YOUR TASK> Pull out every line in the records below that contains the string "cloud", treating uppercase and lowercase as different.

* START RECORDS SHOWN *

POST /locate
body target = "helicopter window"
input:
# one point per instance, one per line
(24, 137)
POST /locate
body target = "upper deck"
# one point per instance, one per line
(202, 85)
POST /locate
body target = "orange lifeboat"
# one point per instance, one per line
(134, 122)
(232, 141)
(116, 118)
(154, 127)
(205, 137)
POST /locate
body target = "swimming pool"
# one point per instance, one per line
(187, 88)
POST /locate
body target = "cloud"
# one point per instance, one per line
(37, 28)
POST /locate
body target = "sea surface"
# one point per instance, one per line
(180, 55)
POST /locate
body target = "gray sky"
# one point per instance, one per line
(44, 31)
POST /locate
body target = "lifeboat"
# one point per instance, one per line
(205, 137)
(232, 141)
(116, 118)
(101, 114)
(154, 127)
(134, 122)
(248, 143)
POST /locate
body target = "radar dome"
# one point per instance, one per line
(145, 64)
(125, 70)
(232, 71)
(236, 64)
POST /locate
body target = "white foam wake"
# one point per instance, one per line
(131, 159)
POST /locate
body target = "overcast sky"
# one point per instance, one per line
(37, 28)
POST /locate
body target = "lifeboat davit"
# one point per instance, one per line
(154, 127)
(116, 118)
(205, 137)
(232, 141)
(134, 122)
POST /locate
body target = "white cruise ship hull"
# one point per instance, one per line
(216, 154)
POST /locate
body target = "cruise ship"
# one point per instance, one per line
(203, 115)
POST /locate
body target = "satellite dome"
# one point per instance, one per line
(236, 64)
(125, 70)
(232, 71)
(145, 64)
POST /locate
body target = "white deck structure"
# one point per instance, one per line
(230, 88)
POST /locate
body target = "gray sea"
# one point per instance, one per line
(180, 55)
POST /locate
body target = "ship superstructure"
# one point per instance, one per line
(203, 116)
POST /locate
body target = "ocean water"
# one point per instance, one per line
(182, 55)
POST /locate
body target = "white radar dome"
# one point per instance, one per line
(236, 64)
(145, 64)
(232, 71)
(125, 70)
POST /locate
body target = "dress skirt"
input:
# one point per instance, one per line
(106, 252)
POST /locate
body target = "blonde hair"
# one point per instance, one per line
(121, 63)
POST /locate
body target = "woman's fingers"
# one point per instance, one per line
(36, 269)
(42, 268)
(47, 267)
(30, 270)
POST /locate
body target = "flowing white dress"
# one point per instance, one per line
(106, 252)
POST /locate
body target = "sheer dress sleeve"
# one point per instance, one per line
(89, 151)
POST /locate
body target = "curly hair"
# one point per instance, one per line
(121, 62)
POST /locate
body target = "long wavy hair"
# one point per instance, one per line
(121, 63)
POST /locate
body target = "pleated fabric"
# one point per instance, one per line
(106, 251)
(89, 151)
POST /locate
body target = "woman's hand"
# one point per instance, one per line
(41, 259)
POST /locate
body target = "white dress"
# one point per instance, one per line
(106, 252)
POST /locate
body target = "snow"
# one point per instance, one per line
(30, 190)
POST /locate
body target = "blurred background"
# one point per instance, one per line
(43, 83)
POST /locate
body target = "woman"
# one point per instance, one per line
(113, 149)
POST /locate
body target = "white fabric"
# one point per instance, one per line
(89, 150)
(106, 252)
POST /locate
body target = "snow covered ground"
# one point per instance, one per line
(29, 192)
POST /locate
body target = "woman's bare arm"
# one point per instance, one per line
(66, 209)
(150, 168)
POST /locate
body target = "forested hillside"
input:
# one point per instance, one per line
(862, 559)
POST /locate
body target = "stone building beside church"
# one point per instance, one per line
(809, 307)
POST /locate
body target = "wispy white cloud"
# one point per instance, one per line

* END RECORDS SHOWN *

EXERCISE ANSWER>
body target = "cloud"
body target = "wispy white cloud"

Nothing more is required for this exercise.